TASK 1 - Report every line in the listing that contains the string "boat", copying each line in full.

SUPPLIED TEXT -
'''
Davide Italiano via llvm-dev

2017-Sep-27 22:23 UTC

head link

[llvm-dev] [RFC] PT.2 Add IR level interprocedural outliner for code size.

On Wed, Sep 27, 2017 at 9:28 AM, Jessica Paquette via llvm-dev
<llvm-dev at lists.llvm.org> wrote:>
> I think that, given previous discussion on the topic, we might want a split
> like this:
>
> (1) Search structure
>
> Suffix tree or suffix array.
>
> (2) Numbering/mapping/congruence scheme
>
> Every outliner should implement a function that maps instructions (or
> whatever structure you want to outline, crazy thoughts…) to integers. That
> should be passed to the search structure, which will return a list of
> repeated sequences.
>
> The MachineOutliner currently has an “InstructionMapper” struct in it. I
> think we can probably build on that struct so that we can choose different
> mapping schemes.
>
> (3) Cost model/candidate selection scheme
>
> Every outliner should implement a function that returns the outlining cost
> or benefit of a candidate. In the MachineOutliner, this is a joint effort
> between the pass and the target.
>
> (4) Outlining scheme
>
> Every outliner should implement a function that actually performs
outlining.
> That is, we should have a function that replaces each instance of a
repeated
> sequence of instructions with a call to a newly-created function. In the
> MachineOutliner, the method by which we do this is decided on by the
target.
>
> So, we at the very least might want an interface that implements something
> like
>
> unsigned mapInstructions(…);
> unsigned getOutliningCost(…);
> unsigned findCandidates(…);
> bool outline(…);
>
Hi Jessica, I tend to agree we should try to maximize code reuse in
this context, and I think yours is a good step forward. In particular,
I'm particularly confident the `findCandidates()` bits should be
split.
That said, do we really want encapsulate the logic for finding
candidates into an interface? It's unclear whether it should live but
it seems much more akin to the stuff living in Transforms/Utils than a
proper interface.
So, IMHO it's much more suitable for an helper/utility.

For what it concerns `mapInstructions()` [please correct me if I'm wrong].
This bit of the interface should be responsible for value numbering
the instructions, as far as I can tell.
To the best of my understanding the way your outliner value numbers
using a nominal approach, i.e. two instructions get the same value
number if their string representation is the same (or something like
that).

With the notion above,
xorl %eax %eax
movl %eax, $0

aren't really considered equivalent (although, in practice, they are).
'''
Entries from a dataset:
'''
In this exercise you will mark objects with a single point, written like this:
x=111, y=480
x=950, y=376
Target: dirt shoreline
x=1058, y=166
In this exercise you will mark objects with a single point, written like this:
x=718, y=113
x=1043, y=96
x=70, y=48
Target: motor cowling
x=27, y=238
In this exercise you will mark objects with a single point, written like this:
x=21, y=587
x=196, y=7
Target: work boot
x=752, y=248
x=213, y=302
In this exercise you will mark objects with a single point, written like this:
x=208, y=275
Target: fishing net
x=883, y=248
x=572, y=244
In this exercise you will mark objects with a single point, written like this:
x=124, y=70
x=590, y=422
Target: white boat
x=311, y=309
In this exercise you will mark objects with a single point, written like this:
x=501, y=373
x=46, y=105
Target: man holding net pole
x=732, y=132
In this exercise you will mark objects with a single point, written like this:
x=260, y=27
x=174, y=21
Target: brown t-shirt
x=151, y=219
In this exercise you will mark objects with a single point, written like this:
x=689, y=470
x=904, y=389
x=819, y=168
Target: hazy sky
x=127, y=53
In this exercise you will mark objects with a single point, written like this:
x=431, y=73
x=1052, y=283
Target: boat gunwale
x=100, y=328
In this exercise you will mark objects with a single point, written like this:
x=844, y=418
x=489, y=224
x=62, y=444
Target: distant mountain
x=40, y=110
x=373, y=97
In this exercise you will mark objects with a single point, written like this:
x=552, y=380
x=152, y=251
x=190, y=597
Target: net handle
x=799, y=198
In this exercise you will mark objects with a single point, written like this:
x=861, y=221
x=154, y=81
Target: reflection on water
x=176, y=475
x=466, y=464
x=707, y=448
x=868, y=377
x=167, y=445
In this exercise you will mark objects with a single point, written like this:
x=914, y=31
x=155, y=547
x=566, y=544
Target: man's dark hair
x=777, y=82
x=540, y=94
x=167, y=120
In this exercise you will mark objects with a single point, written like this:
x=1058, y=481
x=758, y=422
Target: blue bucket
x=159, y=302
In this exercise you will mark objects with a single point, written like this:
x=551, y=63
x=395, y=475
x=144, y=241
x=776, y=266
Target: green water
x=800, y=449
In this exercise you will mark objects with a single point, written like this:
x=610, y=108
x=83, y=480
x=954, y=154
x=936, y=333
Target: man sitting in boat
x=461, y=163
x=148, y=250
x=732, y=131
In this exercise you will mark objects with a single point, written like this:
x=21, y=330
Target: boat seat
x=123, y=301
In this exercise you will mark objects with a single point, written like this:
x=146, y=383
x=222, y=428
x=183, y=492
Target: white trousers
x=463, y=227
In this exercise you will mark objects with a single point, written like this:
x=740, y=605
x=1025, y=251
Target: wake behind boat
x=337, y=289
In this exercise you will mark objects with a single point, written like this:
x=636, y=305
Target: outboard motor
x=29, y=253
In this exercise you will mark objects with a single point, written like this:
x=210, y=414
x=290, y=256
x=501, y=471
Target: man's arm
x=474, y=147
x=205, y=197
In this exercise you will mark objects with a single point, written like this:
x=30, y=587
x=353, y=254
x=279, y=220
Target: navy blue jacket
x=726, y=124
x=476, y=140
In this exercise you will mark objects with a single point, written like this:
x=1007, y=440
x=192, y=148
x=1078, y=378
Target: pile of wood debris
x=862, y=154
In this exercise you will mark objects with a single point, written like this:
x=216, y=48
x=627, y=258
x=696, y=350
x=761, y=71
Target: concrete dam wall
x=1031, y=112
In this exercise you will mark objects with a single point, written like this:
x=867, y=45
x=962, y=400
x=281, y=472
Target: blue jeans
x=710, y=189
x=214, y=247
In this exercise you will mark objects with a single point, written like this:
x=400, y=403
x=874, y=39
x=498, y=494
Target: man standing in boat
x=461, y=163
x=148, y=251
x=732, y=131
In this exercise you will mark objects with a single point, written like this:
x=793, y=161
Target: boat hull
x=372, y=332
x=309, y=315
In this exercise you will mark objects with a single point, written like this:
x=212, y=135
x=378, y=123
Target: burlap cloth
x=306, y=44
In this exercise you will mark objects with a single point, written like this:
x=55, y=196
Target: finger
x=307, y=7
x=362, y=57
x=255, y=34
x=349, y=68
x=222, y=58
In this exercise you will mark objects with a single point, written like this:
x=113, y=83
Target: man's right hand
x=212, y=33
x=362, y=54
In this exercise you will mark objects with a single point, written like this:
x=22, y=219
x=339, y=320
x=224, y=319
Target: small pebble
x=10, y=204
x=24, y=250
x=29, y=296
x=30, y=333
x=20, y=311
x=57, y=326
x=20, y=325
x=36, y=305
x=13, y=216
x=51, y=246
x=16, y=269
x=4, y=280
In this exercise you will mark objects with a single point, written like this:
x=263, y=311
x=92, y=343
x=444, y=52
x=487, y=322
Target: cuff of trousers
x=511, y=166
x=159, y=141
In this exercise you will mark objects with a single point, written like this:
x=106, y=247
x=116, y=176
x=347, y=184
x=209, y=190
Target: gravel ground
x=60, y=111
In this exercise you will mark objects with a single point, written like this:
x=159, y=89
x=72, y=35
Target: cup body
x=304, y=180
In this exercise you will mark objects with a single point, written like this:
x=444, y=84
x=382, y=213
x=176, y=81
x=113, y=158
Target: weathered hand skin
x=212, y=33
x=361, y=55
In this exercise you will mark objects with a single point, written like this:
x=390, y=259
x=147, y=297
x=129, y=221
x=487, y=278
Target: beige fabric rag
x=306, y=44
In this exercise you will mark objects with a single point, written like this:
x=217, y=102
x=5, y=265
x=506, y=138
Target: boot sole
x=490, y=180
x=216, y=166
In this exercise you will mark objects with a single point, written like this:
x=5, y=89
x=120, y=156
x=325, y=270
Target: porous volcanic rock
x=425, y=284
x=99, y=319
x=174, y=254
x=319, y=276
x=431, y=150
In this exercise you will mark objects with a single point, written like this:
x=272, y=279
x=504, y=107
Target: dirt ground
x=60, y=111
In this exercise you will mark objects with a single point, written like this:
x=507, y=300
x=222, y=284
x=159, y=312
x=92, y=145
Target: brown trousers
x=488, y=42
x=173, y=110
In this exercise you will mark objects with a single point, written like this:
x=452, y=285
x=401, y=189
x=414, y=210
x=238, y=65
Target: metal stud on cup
'''
TASK 2 -
Answer these questions from the outliner post above, one answer per line:
(a) What struct does the MachineOutliner currently have in it?
(b) In the MachineOutliner, what decides the method by which outlining is done?
(c) Which two instructions does the reply say aren't considered equivalent?

WRITTEN SOLUTION 1 -
Target: white boat
Target: boat gunwale
Target: man sitting in boat
Target: boat seat
Target: wake behind boat
Target: man standing in boat
Target: boat hull

WRITTEN SOLUTION 2 -
(a) An "InstructionMapper" struct.
(b) The target.
(c) xorl %eax %eax and movl %eax, $0.